**CHALLENGE:** Reproduce every line of the records below verbatim, leaving out the pictures.

**RECORD EXCERPTS:**
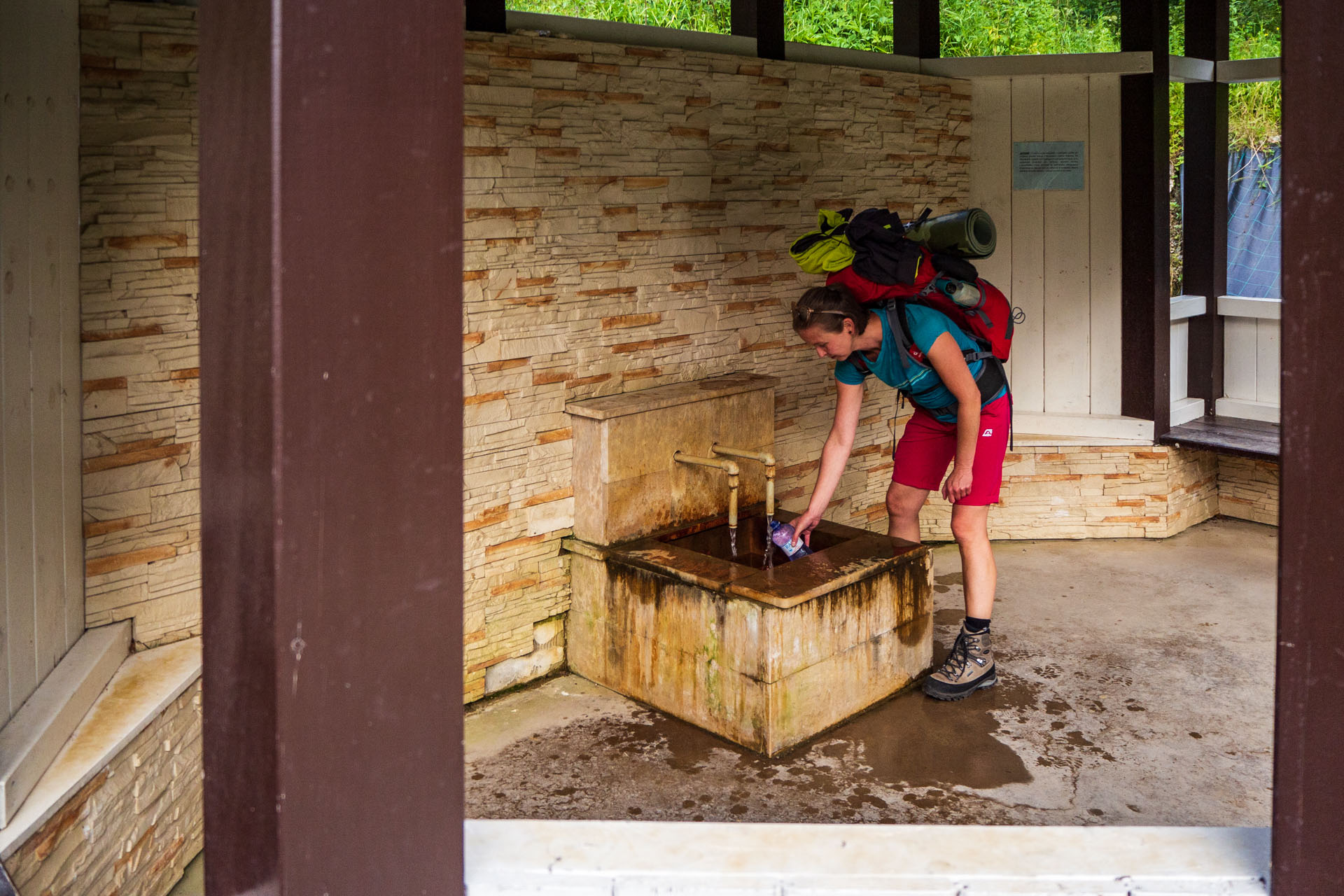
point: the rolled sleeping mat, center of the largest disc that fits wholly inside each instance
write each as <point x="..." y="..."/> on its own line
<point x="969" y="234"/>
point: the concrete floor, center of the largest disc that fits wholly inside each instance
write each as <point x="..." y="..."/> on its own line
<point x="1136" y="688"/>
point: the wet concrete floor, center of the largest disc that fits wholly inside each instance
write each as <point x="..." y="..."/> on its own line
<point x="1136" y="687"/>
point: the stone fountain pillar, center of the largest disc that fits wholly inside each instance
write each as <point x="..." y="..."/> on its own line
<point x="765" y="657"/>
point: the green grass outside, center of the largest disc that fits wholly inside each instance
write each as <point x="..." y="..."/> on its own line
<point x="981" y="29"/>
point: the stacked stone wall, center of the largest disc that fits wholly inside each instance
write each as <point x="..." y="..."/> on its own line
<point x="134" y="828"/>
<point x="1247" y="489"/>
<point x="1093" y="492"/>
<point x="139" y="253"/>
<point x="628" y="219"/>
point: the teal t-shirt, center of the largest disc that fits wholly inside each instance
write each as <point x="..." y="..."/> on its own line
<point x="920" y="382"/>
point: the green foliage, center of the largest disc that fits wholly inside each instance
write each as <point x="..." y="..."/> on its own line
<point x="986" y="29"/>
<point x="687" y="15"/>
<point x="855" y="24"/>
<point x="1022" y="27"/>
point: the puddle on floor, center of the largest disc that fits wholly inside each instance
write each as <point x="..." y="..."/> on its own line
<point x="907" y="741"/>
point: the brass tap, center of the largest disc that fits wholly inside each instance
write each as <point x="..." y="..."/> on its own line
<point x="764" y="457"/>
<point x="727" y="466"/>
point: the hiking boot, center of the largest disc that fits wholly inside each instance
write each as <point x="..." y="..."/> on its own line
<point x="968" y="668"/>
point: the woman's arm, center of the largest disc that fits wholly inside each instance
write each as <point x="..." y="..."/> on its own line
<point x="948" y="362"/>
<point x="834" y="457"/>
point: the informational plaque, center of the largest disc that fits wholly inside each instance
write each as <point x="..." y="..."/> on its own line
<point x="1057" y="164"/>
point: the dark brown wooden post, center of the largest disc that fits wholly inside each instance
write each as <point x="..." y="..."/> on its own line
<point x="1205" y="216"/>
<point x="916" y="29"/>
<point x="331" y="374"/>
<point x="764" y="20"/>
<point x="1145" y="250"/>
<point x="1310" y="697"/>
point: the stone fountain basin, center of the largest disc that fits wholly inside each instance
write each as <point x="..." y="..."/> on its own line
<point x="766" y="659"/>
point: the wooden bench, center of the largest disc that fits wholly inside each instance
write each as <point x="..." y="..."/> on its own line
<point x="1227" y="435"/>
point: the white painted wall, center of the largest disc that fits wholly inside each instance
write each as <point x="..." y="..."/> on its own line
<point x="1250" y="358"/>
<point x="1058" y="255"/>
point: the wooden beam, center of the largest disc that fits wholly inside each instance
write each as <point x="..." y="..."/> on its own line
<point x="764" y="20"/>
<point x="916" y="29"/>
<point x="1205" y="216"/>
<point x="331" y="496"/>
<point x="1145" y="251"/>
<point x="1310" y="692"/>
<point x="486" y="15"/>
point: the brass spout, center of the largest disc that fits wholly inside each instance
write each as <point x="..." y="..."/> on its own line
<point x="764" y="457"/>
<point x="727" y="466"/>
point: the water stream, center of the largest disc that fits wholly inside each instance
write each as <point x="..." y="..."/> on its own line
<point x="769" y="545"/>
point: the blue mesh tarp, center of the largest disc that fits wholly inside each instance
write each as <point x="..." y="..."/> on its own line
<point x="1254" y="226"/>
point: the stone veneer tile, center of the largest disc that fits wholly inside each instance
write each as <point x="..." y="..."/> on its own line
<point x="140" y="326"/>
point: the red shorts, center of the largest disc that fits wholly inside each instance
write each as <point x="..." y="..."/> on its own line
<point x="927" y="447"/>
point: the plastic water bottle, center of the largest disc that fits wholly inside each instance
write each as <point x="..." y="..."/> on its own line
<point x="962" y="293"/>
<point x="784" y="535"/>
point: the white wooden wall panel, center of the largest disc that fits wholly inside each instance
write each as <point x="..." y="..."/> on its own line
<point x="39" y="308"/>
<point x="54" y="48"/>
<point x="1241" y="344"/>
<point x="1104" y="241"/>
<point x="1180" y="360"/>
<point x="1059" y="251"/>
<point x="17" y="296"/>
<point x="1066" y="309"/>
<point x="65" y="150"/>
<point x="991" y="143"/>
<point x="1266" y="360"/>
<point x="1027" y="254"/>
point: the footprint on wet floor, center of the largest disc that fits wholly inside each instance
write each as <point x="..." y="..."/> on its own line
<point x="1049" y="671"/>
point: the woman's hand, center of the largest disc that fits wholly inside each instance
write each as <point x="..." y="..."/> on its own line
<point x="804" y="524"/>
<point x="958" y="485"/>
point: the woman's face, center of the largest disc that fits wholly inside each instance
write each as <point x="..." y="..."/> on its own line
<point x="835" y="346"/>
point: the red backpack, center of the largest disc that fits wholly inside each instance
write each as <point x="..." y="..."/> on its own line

**RESPONSE BELOW:**
point: the rolled sleeping mat, center of the largest disc that fits wholly inside each instance
write each as <point x="..." y="..."/> on its own line
<point x="969" y="234"/>
point: the concrete floor, center of the largest disc that fits wholly inside each instance
write each as <point x="..." y="..."/> on its own line
<point x="1136" y="688"/>
point: the wet concrete floor, center of the largest disc that fits wholly inside each instance
write each as <point x="..." y="..."/> on its own line
<point x="1136" y="687"/>
point: the stone fountain pillar, center of the largest disc that fits wholly inside each instance
write each as <point x="..." y="..."/> on its own line
<point x="765" y="657"/>
point: the green grass outside, center of the largest disc that fits wholly inside each instance
write each as <point x="..." y="..."/> on its own line
<point x="981" y="29"/>
point: the stacked stone wall, center of the largest disc that fits wholly inside each instance
write each as <point x="..." y="..."/> on its own line
<point x="134" y="828"/>
<point x="1247" y="489"/>
<point x="1093" y="492"/>
<point x="139" y="253"/>
<point x="628" y="219"/>
point: the teal t-shirt, center of the largest disc that fits wholly inside each instance
write each as <point x="..." y="..."/> on its own line
<point x="920" y="382"/>
point: the green foliage, center of the largest disc that fits wholly inside each instance
write each as <point x="..." y="..."/> on its own line
<point x="986" y="29"/>
<point x="687" y="15"/>
<point x="855" y="24"/>
<point x="1022" y="27"/>
point: the puddle on floor, center of the largest disc that fits wholly inside each instance
write each as <point x="..." y="..."/> on its own line
<point x="907" y="741"/>
point: the brass tap, center of the largest disc that fits wholly inside each instance
write each as <point x="..." y="..."/> on its own line
<point x="764" y="457"/>
<point x="727" y="466"/>
point: the hiking boot, center of the largest disc that fits wholly inside each instance
write each as <point x="..." y="..."/> on its own line
<point x="968" y="668"/>
point: the woman's arm, center of the largest disc that fits wholly inside each instance
write each as <point x="..." y="..."/> on its own line
<point x="948" y="362"/>
<point x="834" y="457"/>
point: the informational plaque, center of the largest disc that fits wholly inside each instance
write each as <point x="..." y="..."/> on its own line
<point x="1057" y="164"/>
point: the dark brown wooden post, center of the largest disc that fits wholly inside each instance
write each as <point x="..." y="..."/> on its own line
<point x="1205" y="216"/>
<point x="916" y="29"/>
<point x="331" y="374"/>
<point x="764" y="20"/>
<point x="1145" y="250"/>
<point x="1310" y="697"/>
point: the stone fountain basin, center of the largest disc that fits wholly inside each instance
write each as <point x="..." y="..."/> on its own line
<point x="766" y="659"/>
point: the wooden bench, center of the largest disc that fits wholly inside each instance
write each as <point x="..." y="..."/> on its own line
<point x="1227" y="435"/>
point: the white painted wall, center of the largest disc that fits wholly inside each instance
write each as <point x="..." y="..."/> on its own line
<point x="1250" y="358"/>
<point x="1058" y="255"/>
point: the wooden beam, center of the largest disc that fits wholly inside each instance
write each as <point x="..." y="..."/> on its own line
<point x="764" y="20"/>
<point x="916" y="29"/>
<point x="1205" y="216"/>
<point x="331" y="496"/>
<point x="1145" y="251"/>
<point x="1310" y="692"/>
<point x="486" y="15"/>
point: the brass spout, center of the largest disc that fits wholly inside each instance
write each as <point x="..." y="..."/> on its own line
<point x="764" y="457"/>
<point x="727" y="466"/>
point: the water stream, center of the largest disc that fits wholly inside each instance
write each as <point x="..." y="..."/> on its own line
<point x="769" y="545"/>
point: the blue mesh tarp, center of the largest disc that fits wholly inside each instance
write each as <point x="..." y="..."/> on its own line
<point x="1254" y="226"/>
point: the stone veneer tile, center of the largest disc that fits wholly inside each instance
write each as <point x="..." y="..."/> on its own line
<point x="140" y="326"/>
point: the red shorts, center of the largest disc that fits wholly inside each instance
write each as <point x="..." y="..."/> on its own line
<point x="927" y="447"/>
point: the plastic water bottle, center of the largest disc that fits wholly inside each instance
write each as <point x="..." y="..."/> on its own line
<point x="962" y="293"/>
<point x="784" y="535"/>
point: the white wooden wall panel, center of the largest disc that fits wholly inside each instance
write each as <point x="..." y="..."/> on its own line
<point x="39" y="308"/>
<point x="54" y="48"/>
<point x="1241" y="344"/>
<point x="1104" y="241"/>
<point x="1180" y="360"/>
<point x="1059" y="251"/>
<point x="17" y="296"/>
<point x="1066" y="309"/>
<point x="65" y="150"/>
<point x="991" y="143"/>
<point x="1266" y="360"/>
<point x="1027" y="254"/>
point: the footprint on wet floor, center of the largest disc that fits wholly inside each instance
write each as <point x="..." y="..."/> on its own line
<point x="1049" y="671"/>
point: the woman's hand, center of the largest disc that fits wholly inside each instance
write each as <point x="..." y="..."/> on its own line
<point x="804" y="524"/>
<point x="958" y="485"/>
point: the woman's face, center of the largest disc that fits wholly inside each instance
write each as <point x="..." y="..."/> on its own line
<point x="835" y="346"/>
point: the red backpack, center of the largest disc that fits wholly inside each instance
write each as <point x="..." y="..."/> on its own line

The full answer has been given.